EXERCISE GOAL: Rescale the listing below by copying out every line, reviewer notes included, with each keypoint coordinate multiplied by 0.85 and rounded to a whole number (halves round up). Omit the pictures.
== == ==
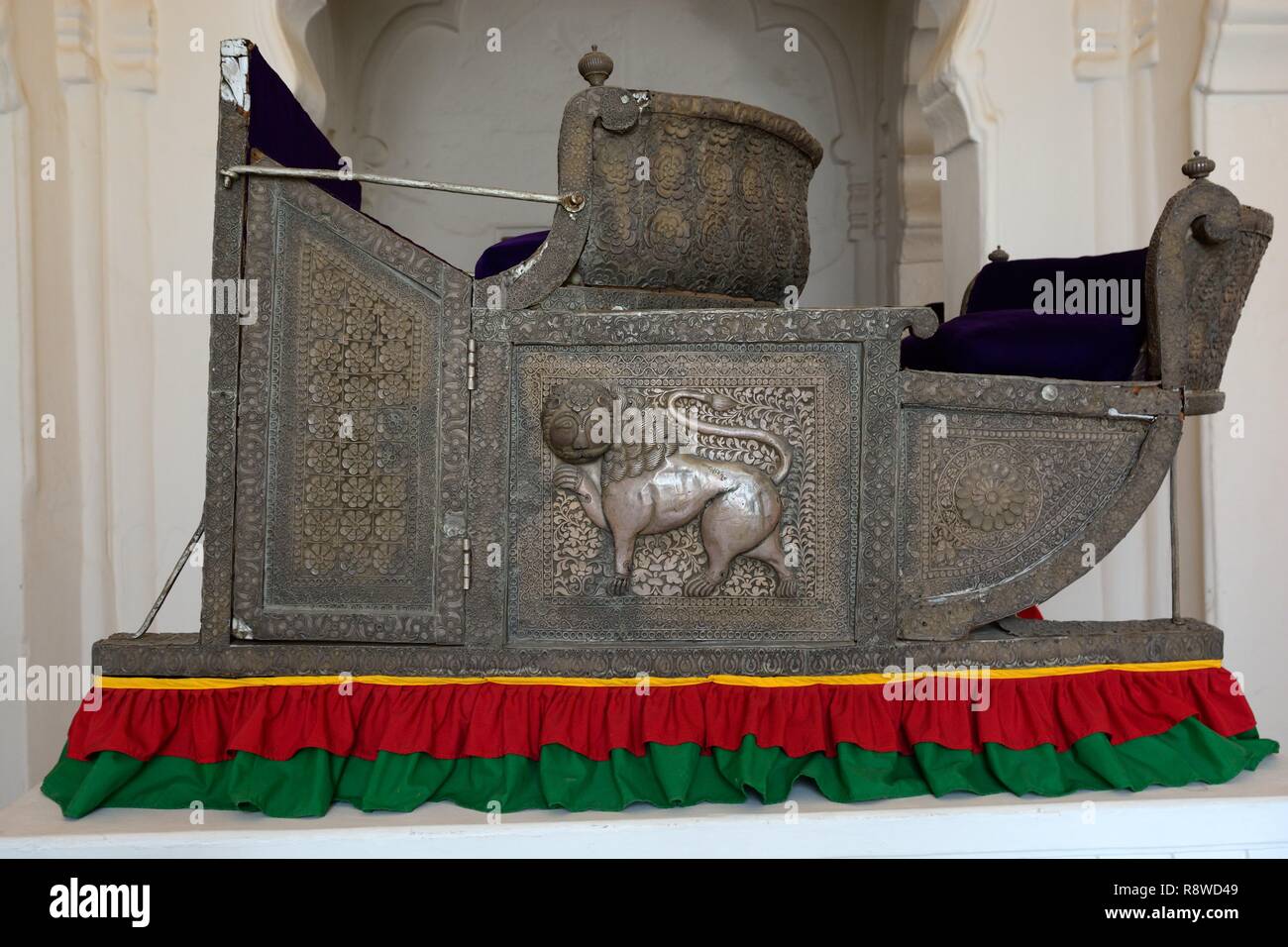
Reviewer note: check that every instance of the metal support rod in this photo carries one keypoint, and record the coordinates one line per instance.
(1176, 549)
(171, 579)
(570, 202)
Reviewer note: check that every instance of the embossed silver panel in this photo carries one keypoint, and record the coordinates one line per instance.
(988, 495)
(352, 436)
(563, 581)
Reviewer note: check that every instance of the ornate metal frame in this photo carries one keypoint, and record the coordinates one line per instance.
(935, 504)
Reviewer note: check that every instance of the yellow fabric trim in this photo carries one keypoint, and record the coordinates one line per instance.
(728, 680)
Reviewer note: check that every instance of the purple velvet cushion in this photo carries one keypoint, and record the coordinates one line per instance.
(282, 129)
(505, 254)
(1010, 283)
(1019, 342)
== == ==
EXERCISE RESULT:
Reviewer note: check that every instance of the metal support rod in this photo carries one keypoint, and record the coordinates one line per instance.
(1000, 467)
(145, 492)
(485, 172)
Reviewer note: check that every instance of the embossed silver panel in this photo carries one keypoint, and record the coordinates one line per instance.
(840, 421)
(299, 371)
(479, 494)
Reviewer note: check that every instance of the ornate metal frame in this photo carries one keypoint, and record the coordinates one line per instance.
(795, 428)
Reviewer note: check that every instance of the yellow fabric trim in this photo carries one keypoint, and record the coordinates one line per instance.
(619, 578)
Reviewer note: check that every instance of the purple velvet cushion in this photo carries one keypoint, and record the coordinates one line per instance.
(240, 110)
(429, 216)
(859, 241)
(866, 291)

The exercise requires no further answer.